**Stored records**
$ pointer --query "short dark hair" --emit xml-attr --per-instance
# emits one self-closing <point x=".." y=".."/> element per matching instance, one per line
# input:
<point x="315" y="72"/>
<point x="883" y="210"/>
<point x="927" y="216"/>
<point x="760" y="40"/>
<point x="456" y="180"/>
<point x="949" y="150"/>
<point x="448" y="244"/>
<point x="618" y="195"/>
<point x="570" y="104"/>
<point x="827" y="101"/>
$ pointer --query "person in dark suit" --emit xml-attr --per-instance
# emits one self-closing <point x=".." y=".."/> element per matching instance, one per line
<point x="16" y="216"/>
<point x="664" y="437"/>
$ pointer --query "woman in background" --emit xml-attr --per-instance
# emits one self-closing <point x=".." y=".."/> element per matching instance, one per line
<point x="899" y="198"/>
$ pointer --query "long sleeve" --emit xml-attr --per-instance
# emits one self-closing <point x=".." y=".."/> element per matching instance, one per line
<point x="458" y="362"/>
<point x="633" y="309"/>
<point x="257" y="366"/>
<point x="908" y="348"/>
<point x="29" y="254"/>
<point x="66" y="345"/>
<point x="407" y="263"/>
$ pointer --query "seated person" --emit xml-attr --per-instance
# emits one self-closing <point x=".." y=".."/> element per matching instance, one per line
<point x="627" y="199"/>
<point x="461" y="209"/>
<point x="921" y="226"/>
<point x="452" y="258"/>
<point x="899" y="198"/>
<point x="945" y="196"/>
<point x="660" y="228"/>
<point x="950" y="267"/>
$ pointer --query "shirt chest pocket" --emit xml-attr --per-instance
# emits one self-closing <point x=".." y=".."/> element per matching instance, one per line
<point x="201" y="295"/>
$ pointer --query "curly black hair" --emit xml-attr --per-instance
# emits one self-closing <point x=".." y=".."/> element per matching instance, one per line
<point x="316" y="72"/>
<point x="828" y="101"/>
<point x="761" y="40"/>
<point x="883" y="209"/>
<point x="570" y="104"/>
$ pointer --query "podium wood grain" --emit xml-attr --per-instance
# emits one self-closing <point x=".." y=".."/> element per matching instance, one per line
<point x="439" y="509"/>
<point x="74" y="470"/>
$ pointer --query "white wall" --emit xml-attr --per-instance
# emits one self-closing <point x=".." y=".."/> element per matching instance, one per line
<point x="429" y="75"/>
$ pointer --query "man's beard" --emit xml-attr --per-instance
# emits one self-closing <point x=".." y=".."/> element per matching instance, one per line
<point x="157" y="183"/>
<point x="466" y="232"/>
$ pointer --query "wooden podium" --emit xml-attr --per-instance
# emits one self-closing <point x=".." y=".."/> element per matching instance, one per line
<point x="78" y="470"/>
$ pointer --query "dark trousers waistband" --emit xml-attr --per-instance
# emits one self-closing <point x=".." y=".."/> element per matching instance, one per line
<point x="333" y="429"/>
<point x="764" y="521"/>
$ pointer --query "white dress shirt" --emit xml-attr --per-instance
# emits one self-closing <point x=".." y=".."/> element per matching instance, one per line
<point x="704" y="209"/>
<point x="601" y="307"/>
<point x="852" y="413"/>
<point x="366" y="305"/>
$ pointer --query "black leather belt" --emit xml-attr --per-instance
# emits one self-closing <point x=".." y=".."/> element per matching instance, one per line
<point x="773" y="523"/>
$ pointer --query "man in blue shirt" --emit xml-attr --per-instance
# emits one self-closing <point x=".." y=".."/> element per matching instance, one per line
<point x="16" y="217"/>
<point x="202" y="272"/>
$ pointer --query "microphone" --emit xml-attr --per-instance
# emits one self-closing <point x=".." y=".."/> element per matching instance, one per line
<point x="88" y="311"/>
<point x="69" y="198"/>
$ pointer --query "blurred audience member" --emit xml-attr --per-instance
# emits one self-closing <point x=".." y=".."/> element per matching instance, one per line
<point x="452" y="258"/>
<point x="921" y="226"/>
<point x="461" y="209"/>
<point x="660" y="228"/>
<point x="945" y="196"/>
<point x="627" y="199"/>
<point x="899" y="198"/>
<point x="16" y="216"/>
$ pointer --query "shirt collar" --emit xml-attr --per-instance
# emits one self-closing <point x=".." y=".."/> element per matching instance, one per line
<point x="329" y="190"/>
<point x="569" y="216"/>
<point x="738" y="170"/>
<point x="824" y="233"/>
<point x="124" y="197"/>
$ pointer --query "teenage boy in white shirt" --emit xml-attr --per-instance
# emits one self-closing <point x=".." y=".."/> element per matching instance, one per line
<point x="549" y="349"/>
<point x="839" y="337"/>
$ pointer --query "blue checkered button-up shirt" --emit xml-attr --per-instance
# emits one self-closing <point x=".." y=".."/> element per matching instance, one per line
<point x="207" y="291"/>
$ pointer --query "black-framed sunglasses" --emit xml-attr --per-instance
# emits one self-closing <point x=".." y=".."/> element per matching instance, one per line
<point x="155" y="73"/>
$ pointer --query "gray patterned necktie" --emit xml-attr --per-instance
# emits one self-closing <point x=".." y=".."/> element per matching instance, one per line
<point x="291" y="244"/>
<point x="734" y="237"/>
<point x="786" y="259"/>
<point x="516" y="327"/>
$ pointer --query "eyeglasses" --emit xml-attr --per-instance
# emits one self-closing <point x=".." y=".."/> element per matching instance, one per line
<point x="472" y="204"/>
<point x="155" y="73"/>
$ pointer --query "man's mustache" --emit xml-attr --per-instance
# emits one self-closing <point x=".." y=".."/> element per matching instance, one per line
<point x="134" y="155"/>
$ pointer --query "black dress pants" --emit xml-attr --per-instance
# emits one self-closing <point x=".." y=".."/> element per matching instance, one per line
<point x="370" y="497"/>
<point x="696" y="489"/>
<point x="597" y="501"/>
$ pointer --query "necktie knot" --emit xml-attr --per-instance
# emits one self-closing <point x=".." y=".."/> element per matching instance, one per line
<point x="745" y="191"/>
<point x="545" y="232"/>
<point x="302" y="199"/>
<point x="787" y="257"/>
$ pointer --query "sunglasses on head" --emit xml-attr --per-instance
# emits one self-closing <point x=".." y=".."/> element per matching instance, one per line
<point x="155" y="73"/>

**What is needed**
Go through the records above and set each one down exactly, please.

**Problem solution**
$ pointer --query "short dark hair" --emit xml-attr --per-instance
# emits one self-closing <point x=".." y=".."/> element per matching instance, one per line
# input:
<point x="315" y="72"/>
<point x="883" y="210"/>
<point x="927" y="216"/>
<point x="760" y="40"/>
<point x="456" y="180"/>
<point x="949" y="150"/>
<point x="448" y="244"/>
<point x="618" y="195"/>
<point x="570" y="104"/>
<point x="827" y="101"/>
$ pointer --query "person in dark suit" --emit xml-attr --per-instance
# emits one self-closing <point x=".." y=".."/> element per matching instance, one per line
<point x="16" y="216"/>
<point x="664" y="437"/>
$ pointer --query "woman in background" --emit xml-attr --per-instance
# emits one self-closing <point x=".." y=".."/> element per matching instance, one per line
<point x="899" y="198"/>
$ pointer --query "long sleeve" --emit xml-attr --per-instance
# emits one self-closing <point x=".." y=".."/> element per matching instance, one per line
<point x="458" y="362"/>
<point x="633" y="309"/>
<point x="257" y="366"/>
<point x="908" y="348"/>
<point x="29" y="254"/>
<point x="66" y="345"/>
<point x="407" y="263"/>
$ pointer --query "seated person" --emit xml-attr --per-instance
# emits one self-closing <point x=".." y=".."/> element per matching instance, one per line
<point x="627" y="199"/>
<point x="461" y="209"/>
<point x="921" y="226"/>
<point x="452" y="258"/>
<point x="899" y="198"/>
<point x="945" y="196"/>
<point x="660" y="228"/>
<point x="950" y="267"/>
$ pointer --query "shirt chest pocket" --emit xml-attr --per-instance
# emits one self-closing <point x=".." y=".."/> element per matching instance, one per line
<point x="201" y="295"/>
$ pointer --query "curly black hair" --emit xml-attr --per-instance
# emits one self-closing <point x=".." y=".."/> element per matching instance, one per line
<point x="316" y="72"/>
<point x="828" y="101"/>
<point x="761" y="40"/>
<point x="883" y="209"/>
<point x="570" y="104"/>
$ pointer --query "podium wood grain" --emit xml-attr --per-instance
# emits one self-closing <point x=".." y=".."/> element per matching instance, one per line
<point x="439" y="509"/>
<point x="74" y="470"/>
$ pointer --query "white wall" --emit xml-attr --per-instance
# emits one self-closing <point x=".." y=".."/> element per matching instance, one per line
<point x="429" y="75"/>
$ pointer --query "man's beard" --emit xml-attr --per-instance
# emits one self-closing <point x=".." y=".."/> element per matching instance, one per line
<point x="157" y="183"/>
<point x="466" y="232"/>
$ pointer --query "wooden podium" --emit xml-attr --per-instance
# emits one self-closing <point x=".." y=".."/> element per matching instance, one per line
<point x="78" y="470"/>
$ pointer --query "dark trousers waistband" --emit xml-attr --per-instance
# emits one self-closing <point x=".." y=".."/> element per matching instance, one per line
<point x="333" y="429"/>
<point x="764" y="521"/>
$ pointer --query "white dress shirt" --emit xml-attr --per-instance
# emits one self-closing <point x=".." y=".."/> element per matching instance, one per line
<point x="704" y="209"/>
<point x="601" y="307"/>
<point x="852" y="413"/>
<point x="366" y="305"/>
$ pointer --query "black leather belt" --emit xml-attr --per-instance
# emits one self-closing <point x=".." y=".."/> element per matching instance, one per line
<point x="773" y="523"/>
$ pointer --query "man in blue shirt" --emit xml-attr --per-instance
# emits one self-closing <point x=".." y=".."/> element per matching instance, one per line
<point x="16" y="217"/>
<point x="202" y="272"/>
$ pointer --query "microphone" --emit xml-attr --per-instance
# emits one self-closing <point x=".." y=".."/> element per matching instance, one per line
<point x="88" y="311"/>
<point x="69" y="198"/>
$ pointer --query "blurred audience member" --emit xml-attr --per-instance
# emits one self-closing <point x=".." y=".."/> element per matching instance, one per line
<point x="452" y="258"/>
<point x="921" y="226"/>
<point x="461" y="209"/>
<point x="660" y="228"/>
<point x="945" y="196"/>
<point x="627" y="199"/>
<point x="899" y="198"/>
<point x="16" y="216"/>
$ pointer --query "shirt collar" --emit xml-attr --per-instance
# emits one self-closing <point x=".." y=".."/> element per matching instance, one per line
<point x="329" y="190"/>
<point x="569" y="216"/>
<point x="738" y="170"/>
<point x="824" y="233"/>
<point x="124" y="197"/>
$ pointer --query "teenage boy in white shirt" --emit xml-attr --per-instance
# emits one self-closing <point x=".." y=".."/> element per matching instance, one per line
<point x="549" y="349"/>
<point x="839" y="337"/>
$ pointer --query "blue checkered button-up shirt" --emit xml-attr --per-instance
# emits one self-closing <point x=".." y=".."/> element per matching instance, one per line
<point x="207" y="291"/>
$ pointer --query "black-framed sunglasses" --emit xml-attr --per-instance
# emits one self-closing <point x=".." y=".."/> element per matching instance, one per line
<point x="155" y="73"/>
$ pointer --query "gray patterned necktie" --emit xml-attr --per-instance
# emits one self-closing <point x=".." y=".."/> element per matching instance, one per line
<point x="291" y="244"/>
<point x="734" y="237"/>
<point x="786" y="259"/>
<point x="516" y="327"/>
$ pointer --query "eyeglasses" --emit xml-attr --per-instance
# emits one self-closing <point x=".." y=".."/> element per matching instance, one per line
<point x="472" y="204"/>
<point x="155" y="73"/>
$ pointer --query "man's mustache" --emit xml-attr --per-instance
# emits one self-closing <point x=".." y=".."/> element per matching instance, one per line
<point x="134" y="155"/>
$ pointer --query "black dress pants" --emit xml-attr --per-instance
# emits one self-closing <point x=".." y=".."/> element per matching instance, one per line
<point x="370" y="497"/>
<point x="696" y="489"/>
<point x="597" y="501"/>
$ pointer --query "necktie knot" --emit xml-attr --per-instance
# emits one self-closing <point x=".." y=".."/> element per matching instance, one per line
<point x="745" y="191"/>
<point x="545" y="232"/>
<point x="302" y="199"/>
<point x="787" y="257"/>
$ pointer --query "sunglasses on head" --emit xml-attr --per-instance
# emits one self-closing <point x=".." y=".."/> element per matching instance, one per line
<point x="155" y="73"/>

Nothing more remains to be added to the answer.